### [Instructions to follow]
Write out every line of the items below as a numbered list, omitting any blank lines.

### [Extracted entries]
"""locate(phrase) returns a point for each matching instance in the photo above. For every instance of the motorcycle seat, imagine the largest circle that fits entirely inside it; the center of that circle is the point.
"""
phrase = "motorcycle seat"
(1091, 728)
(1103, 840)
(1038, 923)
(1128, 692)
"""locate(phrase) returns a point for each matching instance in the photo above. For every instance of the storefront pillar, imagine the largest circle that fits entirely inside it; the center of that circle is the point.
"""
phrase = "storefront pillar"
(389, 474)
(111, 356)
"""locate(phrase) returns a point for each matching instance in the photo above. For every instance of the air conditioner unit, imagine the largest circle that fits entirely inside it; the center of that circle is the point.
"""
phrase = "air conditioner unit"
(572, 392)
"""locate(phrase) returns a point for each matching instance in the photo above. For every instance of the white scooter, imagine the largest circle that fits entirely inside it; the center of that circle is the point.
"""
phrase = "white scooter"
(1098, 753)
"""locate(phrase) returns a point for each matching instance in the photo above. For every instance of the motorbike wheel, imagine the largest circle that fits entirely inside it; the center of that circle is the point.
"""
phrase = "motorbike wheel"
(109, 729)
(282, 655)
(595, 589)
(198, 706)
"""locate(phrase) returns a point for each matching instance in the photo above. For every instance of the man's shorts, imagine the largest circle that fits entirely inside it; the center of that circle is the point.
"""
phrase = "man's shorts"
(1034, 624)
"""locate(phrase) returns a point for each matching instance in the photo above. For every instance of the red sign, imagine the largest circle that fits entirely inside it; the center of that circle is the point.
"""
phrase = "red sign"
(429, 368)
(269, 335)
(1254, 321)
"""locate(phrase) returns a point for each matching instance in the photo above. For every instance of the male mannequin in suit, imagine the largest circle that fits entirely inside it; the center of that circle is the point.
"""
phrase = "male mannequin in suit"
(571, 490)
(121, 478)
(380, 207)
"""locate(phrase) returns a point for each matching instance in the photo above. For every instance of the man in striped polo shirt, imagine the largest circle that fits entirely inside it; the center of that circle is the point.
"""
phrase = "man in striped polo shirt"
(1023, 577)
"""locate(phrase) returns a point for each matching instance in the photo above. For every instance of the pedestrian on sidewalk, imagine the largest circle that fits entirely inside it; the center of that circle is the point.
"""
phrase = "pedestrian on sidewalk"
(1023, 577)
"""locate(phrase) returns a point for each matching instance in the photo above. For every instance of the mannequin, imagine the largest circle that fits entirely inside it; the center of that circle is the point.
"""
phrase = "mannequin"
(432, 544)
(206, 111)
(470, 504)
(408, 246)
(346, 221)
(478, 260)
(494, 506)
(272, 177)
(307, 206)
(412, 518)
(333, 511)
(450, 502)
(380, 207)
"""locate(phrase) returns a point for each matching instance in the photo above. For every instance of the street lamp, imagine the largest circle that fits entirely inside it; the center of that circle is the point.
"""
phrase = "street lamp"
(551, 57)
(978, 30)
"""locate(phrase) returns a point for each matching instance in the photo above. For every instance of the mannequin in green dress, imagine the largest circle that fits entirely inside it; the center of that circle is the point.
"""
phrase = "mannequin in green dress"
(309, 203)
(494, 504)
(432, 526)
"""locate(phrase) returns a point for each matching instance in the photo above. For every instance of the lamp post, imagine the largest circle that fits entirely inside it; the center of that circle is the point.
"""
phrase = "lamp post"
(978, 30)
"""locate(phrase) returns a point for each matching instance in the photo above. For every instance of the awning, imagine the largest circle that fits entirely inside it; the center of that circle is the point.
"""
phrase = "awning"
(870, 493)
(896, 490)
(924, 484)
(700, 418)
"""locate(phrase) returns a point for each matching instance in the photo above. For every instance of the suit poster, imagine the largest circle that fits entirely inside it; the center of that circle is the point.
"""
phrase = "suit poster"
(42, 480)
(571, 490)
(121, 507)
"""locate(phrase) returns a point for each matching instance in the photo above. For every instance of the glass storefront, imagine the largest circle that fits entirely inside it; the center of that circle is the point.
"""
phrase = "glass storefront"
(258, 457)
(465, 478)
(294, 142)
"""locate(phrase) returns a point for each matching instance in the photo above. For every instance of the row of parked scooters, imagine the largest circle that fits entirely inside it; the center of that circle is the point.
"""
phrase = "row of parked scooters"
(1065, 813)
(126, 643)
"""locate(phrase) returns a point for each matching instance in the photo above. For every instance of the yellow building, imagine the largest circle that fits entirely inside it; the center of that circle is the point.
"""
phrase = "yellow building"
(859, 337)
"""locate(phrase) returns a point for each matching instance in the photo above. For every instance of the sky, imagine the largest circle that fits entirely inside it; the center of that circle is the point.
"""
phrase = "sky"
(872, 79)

### [Solution for this task]
1. """locate(phrase) returns a point for each matching instance in the photo above. For every instance of the motorcycle seat, imagine the largest circle that fits entirely inside it; the center of that circle is the point.
2. """
3. phrase = "motorcycle seat"
4. (1091, 728)
5. (1103, 840)
6. (1038, 923)
7. (1128, 692)
8. """locate(phrase) returns a point for each matching instance in the photo above. For every instance of the storefront pillar, imagine the largest circle that fits entirely inside it; the center of that circle is the point.
9. """
10. phrase = "storefront pillar"
11. (389, 474)
12. (111, 356)
13. """locate(phrase) returns a point for each matching instance in the photo above. For every instance of the air conditioner unit, imagine the largest circle that fits entirely inside it; the center of that circle is the point.
14. """
15. phrase = "air conditioner unit"
16. (572, 392)
17. """locate(phrase) returns a point for each matching instance in the photo above. For every instance of the white scooter, imagine the largest circle that fits entirely inside it; the center of that circle is the point.
18. """
19. phrase = "white scooter"
20. (1098, 753)
21. """locate(phrase) returns a point for each matching instance in the photo above. For every instance of the motorbike wheel, imagine the largest circle that fits entirely inside it; the center of that circle is the point.
22. """
23. phrase = "motorbike wheel"
24. (109, 729)
25. (282, 655)
26. (595, 589)
27. (198, 706)
28. """locate(phrase) returns a point for each matching instance in the photo above. For every instance of the man's shorts, imagine the largest circle that fits entirely inside it; the center of that circle is the point.
29. """
30. phrase = "man's shorts"
31. (1034, 624)
32. """locate(phrase) returns a point for each matching instance in the photo above. For every instance of the red sign, imagine the largest circle that fits entirely inside it; the center of that circle is the point.
33. """
34. phrase = "red sign"
35. (429, 368)
36. (269, 335)
37. (1254, 321)
38. """locate(phrase) returns a point for each matching instance in the photo above. For every instance of the male mannequin in suit, imagine the largest circle that fits entirely inside it; the center of that circle is the point.
39. """
40. phrase = "male mannequin in suit"
41. (571, 490)
42. (121, 478)
43. (380, 207)
44. """locate(phrase) returns a point for each matching instance in the photo above. For every instance of the man in striped polo shirt, imagine the largest circle that fits entirely inside it; the center of that circle is the point.
45. """
46. phrase = "man in striped polo shirt"
47. (1023, 577)
48. """locate(phrase) returns a point for each matching instance in the photo above. For every instance of the pedestrian on sidewalk, imagine the largest circle that fits entirely inside it; the center of that circle is the point.
49. """
50. phrase = "pedestrian on sidewalk"
51. (1023, 577)
52. """locate(phrase) returns a point for each matching instance in the photo above. For every instance of the mannequin, imagine the largest circle that fits entirely inside it; the center of that circle is the point.
53. """
54. phrase = "mannequin"
55. (432, 544)
56. (206, 111)
57. (470, 504)
58. (408, 246)
59. (346, 221)
60. (478, 260)
61. (494, 506)
62. (272, 177)
63. (307, 206)
64. (412, 518)
65. (333, 511)
66. (450, 502)
67. (380, 207)
68. """locate(phrase) returns a point for each matching instance in the photo above. For every instance of the street lamp, imagine the largest circle that fits entirely inside it; the center of that circle is the point.
69. """
70. phrase = "street lamp"
71. (551, 57)
72. (978, 30)
73. """locate(phrase) returns a point for each matching instance in the photo above. For every instance of the mannequin in green dress, imagine the largest circle that fits entirely inside it; the center of that circle is the point.
74. """
75. phrase = "mannequin in green dress"
76. (309, 203)
77. (494, 504)
78. (432, 526)
79. """locate(phrase) returns a point for each matching instance in the photo above. For every instance of the lamp post, imagine the largest circle that fits entirely inside it; the center of that circle is the point.
80. """
81. phrase = "lamp post"
82. (978, 30)
83. """locate(phrase) returns a point for each matching instance in the photo above. For every instance of the awning, imagine the largest circle that fits entirely inside it; the center of that circle is the point.
84. """
85. phrase = "awning"
86. (870, 493)
87. (896, 490)
88. (924, 484)
89. (700, 418)
90. """locate(phrase) returns a point for each matching instance in the photo above. For every instance of the suit poster, imagine the largest circle that fits entirely inside it; the center of that circle is the point.
91. """
92. phrase = "suit poster"
93. (42, 480)
94. (571, 490)
95. (121, 507)
96. """locate(phrase) returns a point for each matching instance in the photo above. For every instance of the glass storefront, imagine the largest circle that fits entirely inside it; the center of that circle is the point.
97. """
98. phrase = "glass storefront"
99. (258, 457)
100. (465, 478)
101. (294, 142)
102. """locate(phrase) returns a point for each matching instance in the photo above. For every instance of the row of parked scooters, imagine the largest circle that fits entirely inside it; the center of that circle is the point.
103. """
104. phrase = "row of parked scooters"
105. (1065, 813)
106. (126, 643)
107. """locate(phrase) returns a point for each matching instance in the photo above. For every instance of the yellow building, imagine the largest circle that fits entirely inside it; the center of that circle is the point.
108. """
109. phrase = "yellow building"
110. (859, 337)
111. """locate(phrase) returns a point for each matching instance in the photo above. For every instance of the sky, imagine the largest circle that fits entirely inside it; the center of that circle is the point.
112. """
113. phrase = "sky"
114. (872, 79)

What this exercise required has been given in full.